• Task material
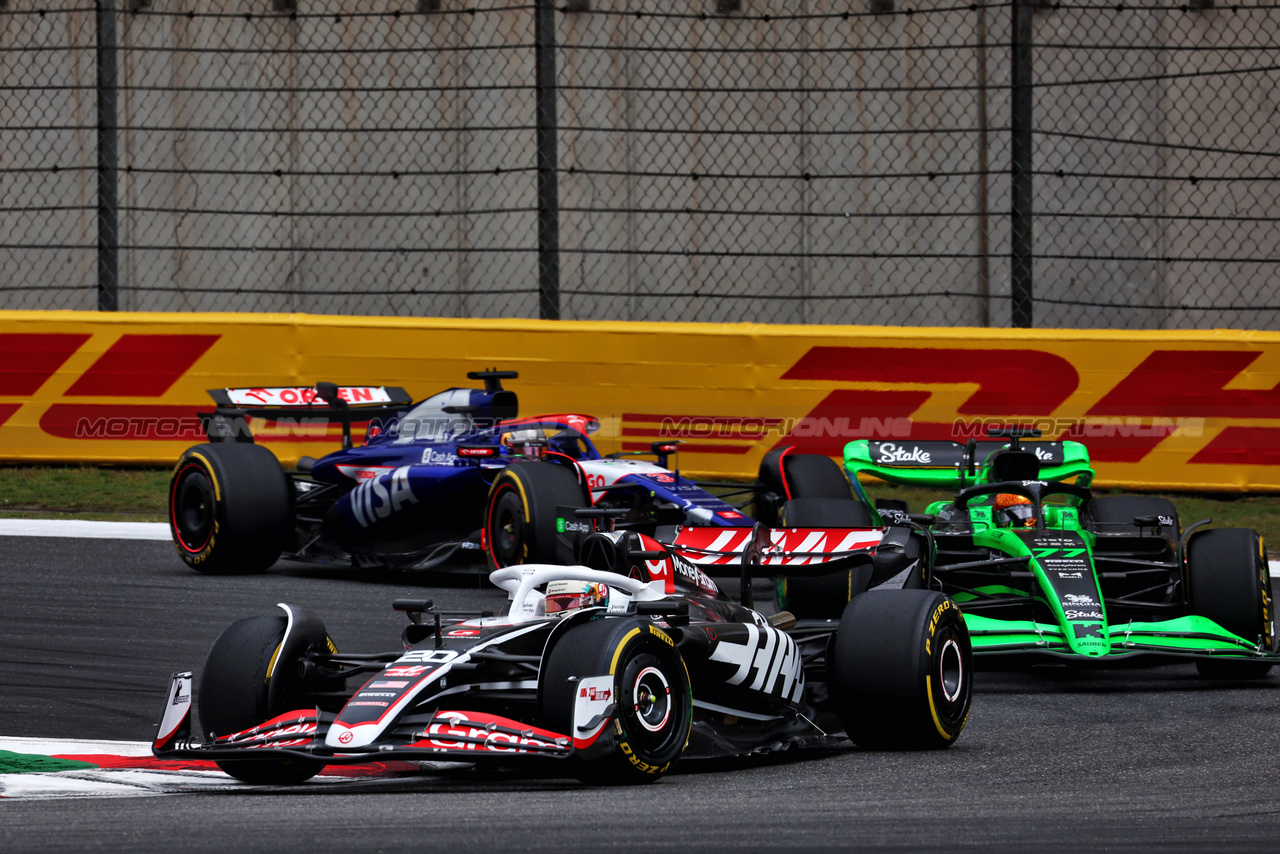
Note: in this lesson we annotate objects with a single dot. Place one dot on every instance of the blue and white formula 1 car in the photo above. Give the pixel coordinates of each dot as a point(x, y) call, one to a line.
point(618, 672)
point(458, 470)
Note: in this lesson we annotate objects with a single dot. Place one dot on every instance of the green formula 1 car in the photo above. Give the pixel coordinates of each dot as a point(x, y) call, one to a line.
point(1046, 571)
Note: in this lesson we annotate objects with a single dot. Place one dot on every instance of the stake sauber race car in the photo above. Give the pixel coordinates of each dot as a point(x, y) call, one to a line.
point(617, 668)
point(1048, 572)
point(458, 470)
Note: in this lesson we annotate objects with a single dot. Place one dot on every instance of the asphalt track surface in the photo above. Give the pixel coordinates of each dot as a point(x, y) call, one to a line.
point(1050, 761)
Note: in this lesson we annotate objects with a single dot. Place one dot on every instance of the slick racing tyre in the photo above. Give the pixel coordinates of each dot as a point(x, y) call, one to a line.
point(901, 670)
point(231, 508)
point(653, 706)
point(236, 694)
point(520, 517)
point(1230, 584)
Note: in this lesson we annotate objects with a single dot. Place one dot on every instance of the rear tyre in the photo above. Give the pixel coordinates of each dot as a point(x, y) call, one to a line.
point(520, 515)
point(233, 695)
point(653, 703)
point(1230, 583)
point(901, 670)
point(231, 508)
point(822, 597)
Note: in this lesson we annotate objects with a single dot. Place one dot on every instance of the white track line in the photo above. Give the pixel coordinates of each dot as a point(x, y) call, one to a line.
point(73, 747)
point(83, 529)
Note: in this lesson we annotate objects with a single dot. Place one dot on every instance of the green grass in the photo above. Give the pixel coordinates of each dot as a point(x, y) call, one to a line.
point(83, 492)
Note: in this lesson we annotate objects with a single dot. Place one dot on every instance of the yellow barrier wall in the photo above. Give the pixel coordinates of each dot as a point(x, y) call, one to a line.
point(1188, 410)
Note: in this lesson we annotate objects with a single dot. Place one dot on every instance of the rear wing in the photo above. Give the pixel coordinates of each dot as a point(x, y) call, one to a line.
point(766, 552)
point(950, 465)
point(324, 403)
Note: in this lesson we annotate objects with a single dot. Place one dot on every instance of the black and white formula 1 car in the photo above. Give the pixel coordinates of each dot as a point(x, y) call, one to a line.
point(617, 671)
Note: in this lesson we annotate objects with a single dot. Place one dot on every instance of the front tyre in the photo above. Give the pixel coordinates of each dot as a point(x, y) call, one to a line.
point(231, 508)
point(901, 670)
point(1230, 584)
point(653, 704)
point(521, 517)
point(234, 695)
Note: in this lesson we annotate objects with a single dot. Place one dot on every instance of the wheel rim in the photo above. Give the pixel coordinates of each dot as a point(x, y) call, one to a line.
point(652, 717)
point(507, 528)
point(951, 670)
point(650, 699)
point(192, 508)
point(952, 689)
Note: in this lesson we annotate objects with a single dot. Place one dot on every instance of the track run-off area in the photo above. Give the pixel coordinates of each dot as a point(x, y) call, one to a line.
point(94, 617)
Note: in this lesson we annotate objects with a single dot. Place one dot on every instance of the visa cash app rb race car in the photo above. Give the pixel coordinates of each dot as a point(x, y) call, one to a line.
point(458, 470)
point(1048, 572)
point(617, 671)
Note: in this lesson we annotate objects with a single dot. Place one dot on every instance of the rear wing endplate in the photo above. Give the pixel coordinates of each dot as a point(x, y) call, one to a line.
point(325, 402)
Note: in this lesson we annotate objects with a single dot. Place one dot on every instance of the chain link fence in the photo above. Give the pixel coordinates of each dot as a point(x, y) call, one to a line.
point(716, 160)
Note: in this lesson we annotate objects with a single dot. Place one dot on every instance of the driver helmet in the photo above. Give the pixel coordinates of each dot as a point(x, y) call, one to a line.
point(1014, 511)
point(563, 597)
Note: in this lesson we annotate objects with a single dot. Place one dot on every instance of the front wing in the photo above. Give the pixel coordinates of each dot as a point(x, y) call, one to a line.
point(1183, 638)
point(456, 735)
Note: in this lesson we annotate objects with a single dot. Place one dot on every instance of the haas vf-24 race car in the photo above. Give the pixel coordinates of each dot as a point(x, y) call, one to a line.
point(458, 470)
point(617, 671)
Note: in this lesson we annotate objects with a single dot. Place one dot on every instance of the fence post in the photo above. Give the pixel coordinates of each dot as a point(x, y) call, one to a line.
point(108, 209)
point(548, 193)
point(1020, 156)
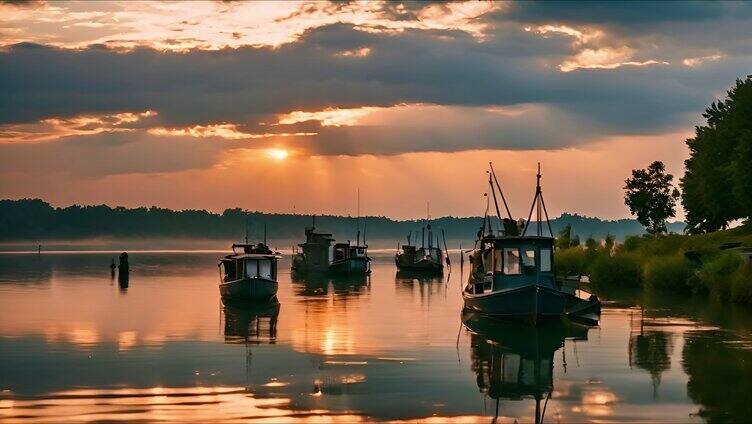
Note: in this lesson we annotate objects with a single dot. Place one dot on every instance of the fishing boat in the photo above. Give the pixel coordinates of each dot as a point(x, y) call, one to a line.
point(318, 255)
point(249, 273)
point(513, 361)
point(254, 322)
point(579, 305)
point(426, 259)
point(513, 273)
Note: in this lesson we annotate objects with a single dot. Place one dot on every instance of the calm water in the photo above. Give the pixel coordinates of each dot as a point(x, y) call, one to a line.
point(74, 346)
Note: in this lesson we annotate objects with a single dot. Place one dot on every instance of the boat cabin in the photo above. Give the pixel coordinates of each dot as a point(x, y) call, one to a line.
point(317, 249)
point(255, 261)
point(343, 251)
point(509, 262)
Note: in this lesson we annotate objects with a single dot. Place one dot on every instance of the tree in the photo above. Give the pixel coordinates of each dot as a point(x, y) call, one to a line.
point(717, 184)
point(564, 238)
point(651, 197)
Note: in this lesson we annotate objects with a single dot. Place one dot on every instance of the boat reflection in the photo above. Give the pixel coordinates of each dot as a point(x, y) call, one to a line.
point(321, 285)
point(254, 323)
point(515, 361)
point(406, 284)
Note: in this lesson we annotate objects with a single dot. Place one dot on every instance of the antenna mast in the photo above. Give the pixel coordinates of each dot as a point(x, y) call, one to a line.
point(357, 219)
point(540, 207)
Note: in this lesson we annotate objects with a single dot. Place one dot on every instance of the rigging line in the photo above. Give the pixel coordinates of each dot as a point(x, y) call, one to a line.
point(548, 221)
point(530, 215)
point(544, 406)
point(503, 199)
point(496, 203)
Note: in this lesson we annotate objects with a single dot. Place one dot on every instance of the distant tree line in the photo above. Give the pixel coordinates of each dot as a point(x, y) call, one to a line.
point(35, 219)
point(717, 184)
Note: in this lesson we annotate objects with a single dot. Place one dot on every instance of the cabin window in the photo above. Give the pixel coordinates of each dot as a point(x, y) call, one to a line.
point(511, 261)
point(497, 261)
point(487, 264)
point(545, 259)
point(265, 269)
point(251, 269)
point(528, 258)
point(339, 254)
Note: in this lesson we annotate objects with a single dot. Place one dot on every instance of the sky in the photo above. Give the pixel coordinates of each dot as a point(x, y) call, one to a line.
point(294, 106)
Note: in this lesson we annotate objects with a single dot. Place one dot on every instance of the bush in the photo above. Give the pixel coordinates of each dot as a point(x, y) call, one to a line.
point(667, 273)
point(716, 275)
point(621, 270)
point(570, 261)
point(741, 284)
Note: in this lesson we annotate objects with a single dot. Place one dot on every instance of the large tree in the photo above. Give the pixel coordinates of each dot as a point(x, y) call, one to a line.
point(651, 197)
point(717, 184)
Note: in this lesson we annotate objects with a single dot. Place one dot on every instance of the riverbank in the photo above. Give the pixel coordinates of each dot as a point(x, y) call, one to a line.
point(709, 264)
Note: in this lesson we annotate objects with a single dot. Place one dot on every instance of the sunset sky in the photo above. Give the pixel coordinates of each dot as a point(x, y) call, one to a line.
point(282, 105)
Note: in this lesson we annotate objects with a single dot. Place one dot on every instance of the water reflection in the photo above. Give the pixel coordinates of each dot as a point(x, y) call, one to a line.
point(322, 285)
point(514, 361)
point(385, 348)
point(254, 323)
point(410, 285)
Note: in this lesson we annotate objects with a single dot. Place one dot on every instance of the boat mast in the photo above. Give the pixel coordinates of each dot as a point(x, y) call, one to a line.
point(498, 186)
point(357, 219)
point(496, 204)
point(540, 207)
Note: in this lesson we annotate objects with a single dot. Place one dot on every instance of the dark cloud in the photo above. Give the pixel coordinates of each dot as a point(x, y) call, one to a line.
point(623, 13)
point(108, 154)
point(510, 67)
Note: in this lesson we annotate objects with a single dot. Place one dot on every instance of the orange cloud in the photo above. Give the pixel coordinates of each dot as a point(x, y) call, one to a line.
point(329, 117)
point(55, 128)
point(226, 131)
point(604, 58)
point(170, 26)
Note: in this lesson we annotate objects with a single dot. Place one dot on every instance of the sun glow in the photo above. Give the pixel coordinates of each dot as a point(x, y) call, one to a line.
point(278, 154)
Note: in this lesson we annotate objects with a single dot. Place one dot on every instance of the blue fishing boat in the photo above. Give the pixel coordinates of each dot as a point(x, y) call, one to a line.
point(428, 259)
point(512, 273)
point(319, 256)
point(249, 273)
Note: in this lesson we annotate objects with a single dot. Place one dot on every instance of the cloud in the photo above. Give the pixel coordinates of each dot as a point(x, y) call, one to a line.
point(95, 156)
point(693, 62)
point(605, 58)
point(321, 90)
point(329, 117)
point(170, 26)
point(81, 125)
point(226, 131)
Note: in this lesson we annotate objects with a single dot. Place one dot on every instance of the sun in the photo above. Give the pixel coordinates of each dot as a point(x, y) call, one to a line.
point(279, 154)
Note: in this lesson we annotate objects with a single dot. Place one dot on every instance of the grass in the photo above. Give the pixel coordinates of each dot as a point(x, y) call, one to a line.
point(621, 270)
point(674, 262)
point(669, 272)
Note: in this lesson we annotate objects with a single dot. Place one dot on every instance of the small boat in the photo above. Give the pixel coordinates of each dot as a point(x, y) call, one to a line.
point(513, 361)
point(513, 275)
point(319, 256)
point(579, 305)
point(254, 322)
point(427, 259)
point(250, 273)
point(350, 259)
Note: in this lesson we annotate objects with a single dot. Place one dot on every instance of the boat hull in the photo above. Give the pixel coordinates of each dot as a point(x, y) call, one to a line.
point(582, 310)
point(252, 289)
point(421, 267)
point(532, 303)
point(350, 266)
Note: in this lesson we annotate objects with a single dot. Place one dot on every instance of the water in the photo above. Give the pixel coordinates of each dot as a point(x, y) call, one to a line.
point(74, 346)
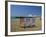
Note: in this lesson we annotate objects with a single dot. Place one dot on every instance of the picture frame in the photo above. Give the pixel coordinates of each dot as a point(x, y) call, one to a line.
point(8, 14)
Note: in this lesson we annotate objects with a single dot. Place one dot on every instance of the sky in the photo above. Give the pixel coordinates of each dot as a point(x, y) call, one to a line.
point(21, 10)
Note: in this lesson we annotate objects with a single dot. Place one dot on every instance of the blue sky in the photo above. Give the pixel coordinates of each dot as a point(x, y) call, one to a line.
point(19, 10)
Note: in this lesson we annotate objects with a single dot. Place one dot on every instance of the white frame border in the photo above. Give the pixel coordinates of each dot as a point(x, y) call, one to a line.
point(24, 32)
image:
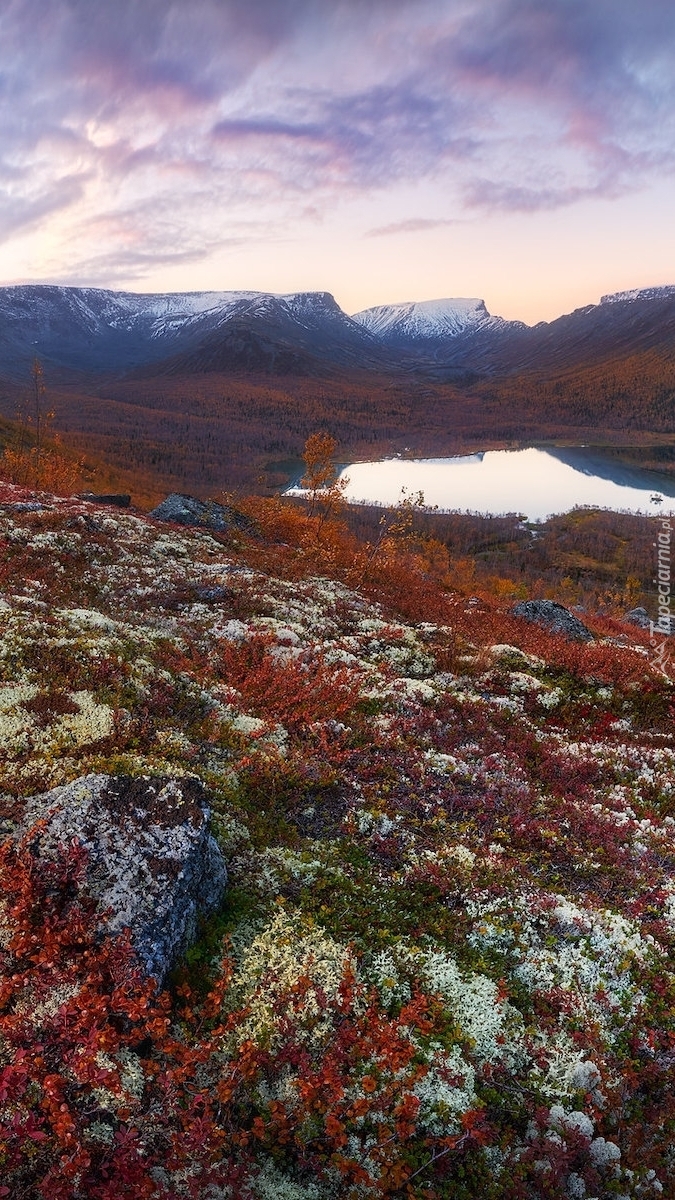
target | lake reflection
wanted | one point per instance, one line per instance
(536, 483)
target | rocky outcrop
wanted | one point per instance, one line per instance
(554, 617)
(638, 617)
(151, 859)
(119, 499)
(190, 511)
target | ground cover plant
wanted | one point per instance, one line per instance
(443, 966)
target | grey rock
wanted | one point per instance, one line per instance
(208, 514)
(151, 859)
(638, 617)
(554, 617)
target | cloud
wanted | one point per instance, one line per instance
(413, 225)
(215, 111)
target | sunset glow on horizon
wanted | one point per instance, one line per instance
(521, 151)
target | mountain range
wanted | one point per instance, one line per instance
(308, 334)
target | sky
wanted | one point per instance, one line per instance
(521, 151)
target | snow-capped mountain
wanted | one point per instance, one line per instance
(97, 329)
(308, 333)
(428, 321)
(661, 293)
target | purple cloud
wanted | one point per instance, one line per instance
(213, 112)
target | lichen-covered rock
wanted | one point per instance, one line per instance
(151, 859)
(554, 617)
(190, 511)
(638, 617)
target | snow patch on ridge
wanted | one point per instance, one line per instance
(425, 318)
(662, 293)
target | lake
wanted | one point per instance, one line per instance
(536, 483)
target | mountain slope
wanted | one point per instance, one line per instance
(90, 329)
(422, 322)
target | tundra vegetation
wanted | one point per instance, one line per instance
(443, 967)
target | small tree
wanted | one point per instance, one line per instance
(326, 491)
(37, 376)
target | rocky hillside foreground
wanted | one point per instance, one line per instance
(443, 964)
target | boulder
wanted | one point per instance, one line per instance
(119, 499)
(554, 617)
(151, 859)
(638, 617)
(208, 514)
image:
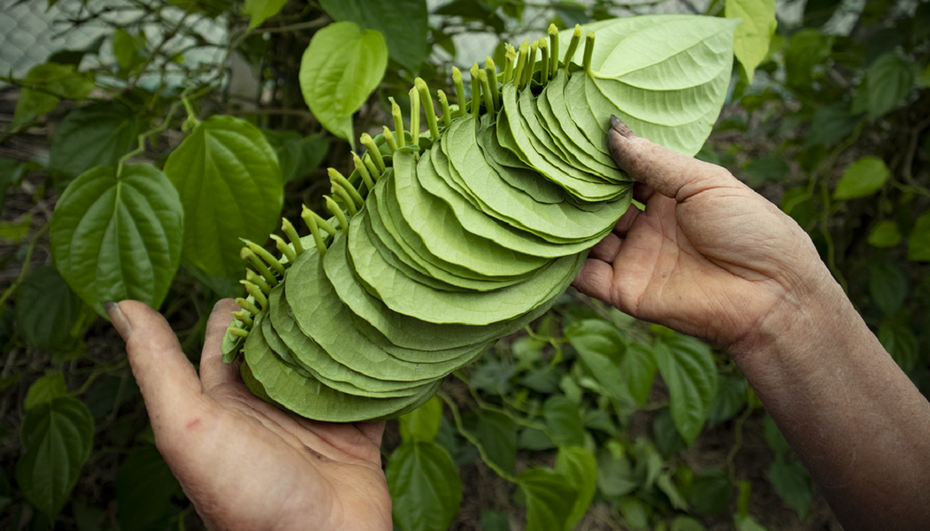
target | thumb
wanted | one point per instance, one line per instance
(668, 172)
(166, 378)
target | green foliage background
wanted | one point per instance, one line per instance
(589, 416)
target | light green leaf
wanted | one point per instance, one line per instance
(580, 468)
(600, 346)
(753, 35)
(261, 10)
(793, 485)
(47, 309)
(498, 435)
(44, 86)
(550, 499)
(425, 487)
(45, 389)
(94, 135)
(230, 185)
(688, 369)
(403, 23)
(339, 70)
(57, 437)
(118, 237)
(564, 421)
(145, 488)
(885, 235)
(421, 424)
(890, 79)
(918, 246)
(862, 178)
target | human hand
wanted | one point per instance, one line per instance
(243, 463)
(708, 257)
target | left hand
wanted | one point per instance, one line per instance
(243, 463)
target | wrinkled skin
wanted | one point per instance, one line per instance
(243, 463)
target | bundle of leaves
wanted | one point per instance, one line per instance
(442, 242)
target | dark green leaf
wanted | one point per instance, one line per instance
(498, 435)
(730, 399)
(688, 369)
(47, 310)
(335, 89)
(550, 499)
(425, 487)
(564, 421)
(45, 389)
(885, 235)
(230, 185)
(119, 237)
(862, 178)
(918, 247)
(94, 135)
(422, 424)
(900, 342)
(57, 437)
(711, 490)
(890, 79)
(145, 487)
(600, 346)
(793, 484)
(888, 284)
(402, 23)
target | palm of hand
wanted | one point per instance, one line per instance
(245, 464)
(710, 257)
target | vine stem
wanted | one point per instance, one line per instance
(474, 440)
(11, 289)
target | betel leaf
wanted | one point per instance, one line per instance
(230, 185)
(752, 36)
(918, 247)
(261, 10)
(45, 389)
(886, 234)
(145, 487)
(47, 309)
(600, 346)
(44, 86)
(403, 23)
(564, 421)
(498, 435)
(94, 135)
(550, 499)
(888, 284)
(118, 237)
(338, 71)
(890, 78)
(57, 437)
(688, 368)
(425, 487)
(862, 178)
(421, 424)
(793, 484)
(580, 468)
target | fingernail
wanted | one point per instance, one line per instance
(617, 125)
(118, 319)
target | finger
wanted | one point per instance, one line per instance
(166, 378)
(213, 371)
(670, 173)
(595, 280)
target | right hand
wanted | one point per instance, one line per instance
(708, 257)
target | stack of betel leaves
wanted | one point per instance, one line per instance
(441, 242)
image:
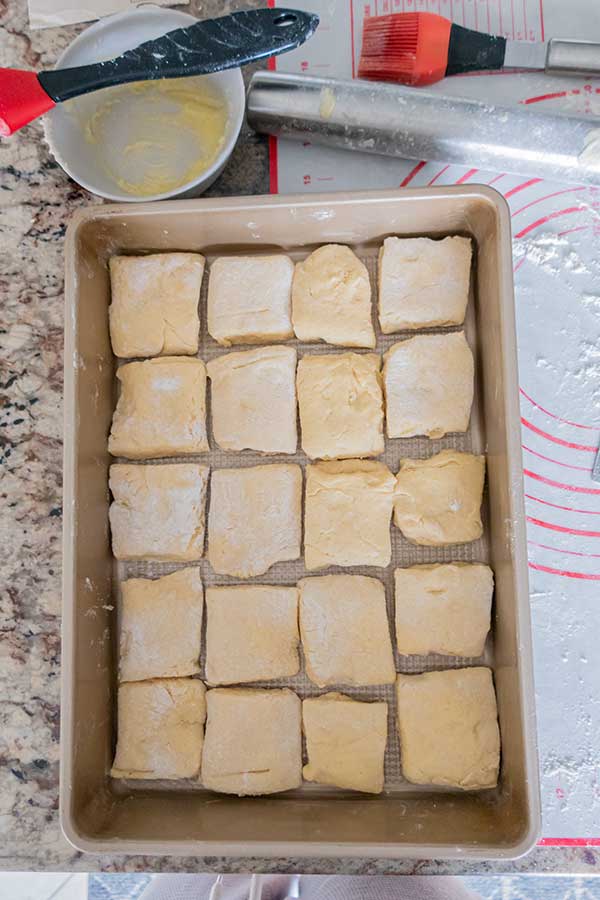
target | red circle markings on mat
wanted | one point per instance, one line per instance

• Brief
Tally the lines of the listing above that include the word "rocky". Answer with the number alone.

• Response below
2